Extrait du texte:
---

Début septembre, une semaine après le retour en classe, la plupart des écoles de la région de Grande-Terre sont restées portes closes. Le secrétaire départemental du syndicat enseignant SNES-FSU a indiqué que « ce sont surtout les coupures d'eau qui forcent à fermer [les établissements]. »
Mme Mathilde Panot. Exactement !
Mme Bénédicte Taurine. À Mayotte, le manque d'accès à l'eau concernerait quatre habitants sur dix. La moitié de la population de ce département ne disposerait pas d'un raccordement au réseau d’eau potable. Pour y remédier, le préfet de Mayotte a décrété le rationnement en eau. Pour la directrice de l'ARS de Mayotte, Dominique Voynet, la mesure de coupure d'eau vise à mieux « anticiper et éviter des affrontements civils entre communautés, entre villages, et convaincre les Mahorais qu'on n'est pas passifs, mais acteurs du développement ». Dire que l'on est acteur du développement en coupant l'eau aux populations laisse sans voix.
L'anticipation aurait été la réalisation des investissements nécessaires, permettant d'améliorer le réseau par exemple. (Mme Mathilde Panot et M. Jean-Luc Mélenchon applaudissent.) En effet, la situation n'est pas nouvelle : Mayotte a déjà connu une grave crise d'approvisionnement en eau à cause d'une sécheresse exceptionnelle. Le plan « urgence eau » promis en 2017 a été largement insuffisant et ce sont toujours les plus fragiles qui pâtissent de votre manque de volonté politique, dans les outre-mer ou ailleurs, et tout particulièrement à Mayotte. De l'argent, il y en a : vous nous l'avez assez démontré ces derniers mois en distribuant des milliards.

---

Données fournies:
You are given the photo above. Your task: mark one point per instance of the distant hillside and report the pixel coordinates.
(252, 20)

---

Problème à résoudre:
Répondez à ces questions sur l'extrait consacré à l'accès à l'eau :
(a) Selon le secrétaire départemental du SNES-FSU, qu'est-ce qui force surtout à fermer les établissements ?
(b) Quelle part de la population de Mayotte ne disposerait pas d'un raccordement au réseau d'eau potable ?
(c) En quelle année le plan « urgence eau » a-t-il été promis ?

Solution proposée:
(a) Ce sont surtout les coupures d'eau.
(b) La moitié de la population.
(c) En 2017.